- _Directions_:
Quote the records that follow in full and exactly; leave out the pictures.

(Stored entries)
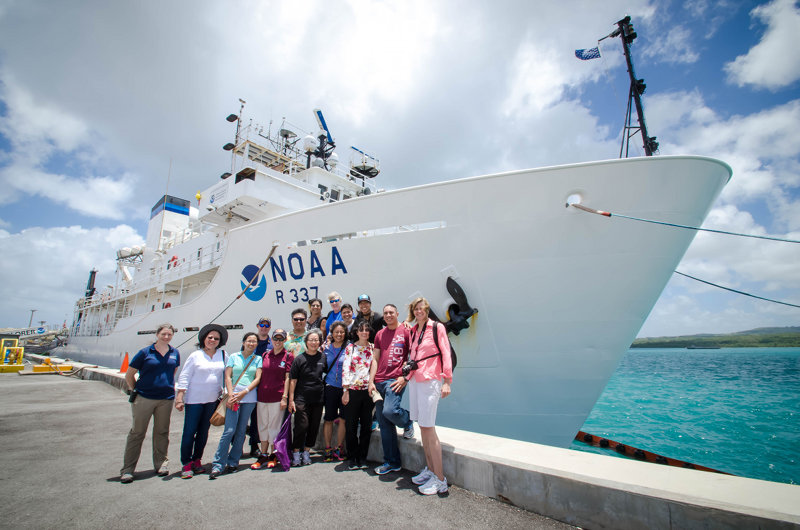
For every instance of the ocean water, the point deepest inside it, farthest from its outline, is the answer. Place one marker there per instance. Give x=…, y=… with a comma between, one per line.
x=733, y=409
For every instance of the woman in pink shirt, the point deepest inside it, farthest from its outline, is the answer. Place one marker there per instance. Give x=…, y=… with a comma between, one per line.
x=428, y=382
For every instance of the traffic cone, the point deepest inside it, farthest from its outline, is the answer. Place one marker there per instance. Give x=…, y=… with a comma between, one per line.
x=124, y=367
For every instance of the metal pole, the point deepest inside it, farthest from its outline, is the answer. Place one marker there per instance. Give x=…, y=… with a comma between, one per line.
x=637, y=85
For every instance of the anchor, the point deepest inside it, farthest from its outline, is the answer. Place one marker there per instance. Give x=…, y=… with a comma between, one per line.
x=459, y=312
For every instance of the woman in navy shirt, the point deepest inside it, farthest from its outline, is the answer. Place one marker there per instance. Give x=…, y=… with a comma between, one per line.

- _Solution_:
For every instance of the ocean water, the point deepest inside it, farthest from its outline, is the answer. Place one marker there per instance. Give x=…, y=… with a comma between, one per line.
x=733, y=409
For every instance of the woman in pink shirt, the point deepest inside it, farthest from its outline, is the answer. Place one marker there per instance. Give x=…, y=… with a comma between, one per line.
x=428, y=382
For every instance of the traffic cone, the point deepest inside it, farthest from its outline, is the answer. Place one marker there per instance. Give x=…, y=… with a comma between, one per line.
x=124, y=367
For every instance of the metal pole, the point deepest inside it, farthest from its outline, is the answer. Place one marker there per instance. Give x=…, y=… with a comma between, one per line.
x=637, y=85
For every instance of the anchor, the point deepest inside it, farthest from its outline, is the answer. Place one marker there per instance. Give x=…, y=… with a comma between, one per line.
x=459, y=312
For every instance of the woman in navy shirt, the point deepest inside it, farthest from its outline, is the answer. Place one marker there per instance. Give x=…, y=… with a comma between, one per line.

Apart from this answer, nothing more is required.